## [Texte de la page]
◇ ◇ ◇ ◇ ◇ ◇ ◇

La chancelière est d'avis qu'il faut une approche plus politique et moins juridique quant au futur de l'Union. L'Allemagne connaît déjà le système de compétences exclusives et partagées : les hôpitaux sont gérés par les Länder et ont vocation à le rester, mais l'Union pourrait avoir un rôle plus important dans la gestion de la vaccination, du stock de masques, etc. Il faut se demander où l'Europe apporte une valeur ajoutée et où son intervention est demandée par les citoyens.
La présidente de la Commission a défendu l'action de la Commission dans la lutte contre la pandémie, et notamment son projet de passation de marchés centralisés. Pour ce qui est des vaccins, la répartition des doses se fera entre les Etats membres selon une clé de répartition basée sur des critères démographiques. Elle a également défendu le rôle des parlements nationaux dans le cadre de la réflexion sur l'avenir de l'Europe. À propos du, elle a défendu la logique du « level playing field », c'est-à-dire que le Royaume-Uni devra respecter nos règles s'il veut avoir un plein accès au marché intérieur.

◇ ◇ ◇ ◇ ◇ ◇ ◇

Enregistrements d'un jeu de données

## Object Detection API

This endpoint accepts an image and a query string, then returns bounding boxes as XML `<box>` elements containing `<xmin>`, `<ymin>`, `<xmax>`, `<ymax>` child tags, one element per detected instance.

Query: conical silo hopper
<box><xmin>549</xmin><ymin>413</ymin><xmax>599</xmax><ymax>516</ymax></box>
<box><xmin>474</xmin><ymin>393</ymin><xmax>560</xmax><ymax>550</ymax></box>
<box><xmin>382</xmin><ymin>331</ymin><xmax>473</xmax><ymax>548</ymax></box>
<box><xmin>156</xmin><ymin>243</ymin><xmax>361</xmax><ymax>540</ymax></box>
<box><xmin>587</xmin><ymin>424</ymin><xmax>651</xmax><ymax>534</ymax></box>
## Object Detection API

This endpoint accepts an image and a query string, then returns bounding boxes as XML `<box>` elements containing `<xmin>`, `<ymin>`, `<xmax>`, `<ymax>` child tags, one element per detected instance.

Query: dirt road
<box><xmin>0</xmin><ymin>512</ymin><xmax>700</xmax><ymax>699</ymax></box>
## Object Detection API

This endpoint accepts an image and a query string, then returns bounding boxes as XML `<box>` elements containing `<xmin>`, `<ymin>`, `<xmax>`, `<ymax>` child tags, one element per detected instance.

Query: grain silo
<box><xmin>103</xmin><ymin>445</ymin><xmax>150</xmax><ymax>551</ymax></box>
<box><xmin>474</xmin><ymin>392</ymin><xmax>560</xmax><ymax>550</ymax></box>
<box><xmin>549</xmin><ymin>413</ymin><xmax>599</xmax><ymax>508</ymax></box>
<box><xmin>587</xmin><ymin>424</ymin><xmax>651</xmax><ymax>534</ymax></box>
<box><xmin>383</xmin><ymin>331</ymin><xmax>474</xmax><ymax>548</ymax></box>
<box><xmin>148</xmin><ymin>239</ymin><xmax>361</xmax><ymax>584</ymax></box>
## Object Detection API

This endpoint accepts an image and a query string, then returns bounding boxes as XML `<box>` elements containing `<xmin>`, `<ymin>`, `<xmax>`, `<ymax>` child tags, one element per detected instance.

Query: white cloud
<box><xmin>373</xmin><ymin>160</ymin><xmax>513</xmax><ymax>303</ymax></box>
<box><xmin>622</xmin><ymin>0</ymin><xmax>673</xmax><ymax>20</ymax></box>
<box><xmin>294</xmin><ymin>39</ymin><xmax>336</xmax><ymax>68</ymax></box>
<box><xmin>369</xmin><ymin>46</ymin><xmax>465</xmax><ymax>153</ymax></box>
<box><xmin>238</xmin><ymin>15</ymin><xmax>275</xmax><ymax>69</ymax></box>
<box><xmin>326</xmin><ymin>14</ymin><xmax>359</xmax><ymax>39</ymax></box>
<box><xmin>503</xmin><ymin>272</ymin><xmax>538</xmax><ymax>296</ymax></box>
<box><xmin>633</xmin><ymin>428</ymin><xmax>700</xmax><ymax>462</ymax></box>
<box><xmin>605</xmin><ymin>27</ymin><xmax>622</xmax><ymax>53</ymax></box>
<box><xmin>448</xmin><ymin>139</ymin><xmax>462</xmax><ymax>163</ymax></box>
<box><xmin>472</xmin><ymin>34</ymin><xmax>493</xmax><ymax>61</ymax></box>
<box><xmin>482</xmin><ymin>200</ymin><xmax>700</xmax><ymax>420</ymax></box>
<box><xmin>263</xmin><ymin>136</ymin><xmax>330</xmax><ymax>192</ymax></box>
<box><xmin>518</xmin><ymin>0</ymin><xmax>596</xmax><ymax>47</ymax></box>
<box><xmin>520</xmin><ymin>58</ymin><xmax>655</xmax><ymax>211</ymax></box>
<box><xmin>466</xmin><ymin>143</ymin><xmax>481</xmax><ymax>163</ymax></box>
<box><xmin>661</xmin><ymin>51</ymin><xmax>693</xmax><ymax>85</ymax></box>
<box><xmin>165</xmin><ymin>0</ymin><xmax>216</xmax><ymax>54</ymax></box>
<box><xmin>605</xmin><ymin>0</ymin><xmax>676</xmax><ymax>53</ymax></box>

◇ ◇ ◇ ◇ ◇ ◇ ◇

## [Exercices]
- 1) Résumez l'extrait en deux phrases.
- 2) Réécrivez le passage de l'extrait commençant par « La présidente de » et allant jusqu'à « au marché intérieur. », en remplaçant « clé de répartition » par « grille de répartition ».

## [Corrigé des exercices]
- 1) La chancelière prône une approche plus politique et moins juridique de l'avenir de l'Union, qui pourrait jouer un rôle plus important dans la gestion de la vaccination et du stock de masques, tandis que les hôpitaux resteraient gérés par les Länder. La présidente de la Commission a défendu l'action de celle-ci contre la pandémie, notamment son projet de passation de marchés centralisés, ainsi que le rôle des parlements nationaux dans la réflexion sur l'avenir de l'Europe.

- 2)
La présidente de la Commission a défendu l'action de la Commission dans la lutte contre la pandémie, et notamment son projet de passation de marchés centralisés. Pour ce qui est des vaccins, la répartition des doses se fera entre les Etats membres selon une grille de répartition basée sur des critères démographiques. Elle a également défendu le rôle des parlements nationaux dans le cadre de la réflexion sur l'avenir de l'Europe. À propos du, elle a défendu la logique du « level playing field », c'est-à-dire que le Royaume-Uni devra respecter nos règles s'il veut avoir un plein accès au marché intérieur.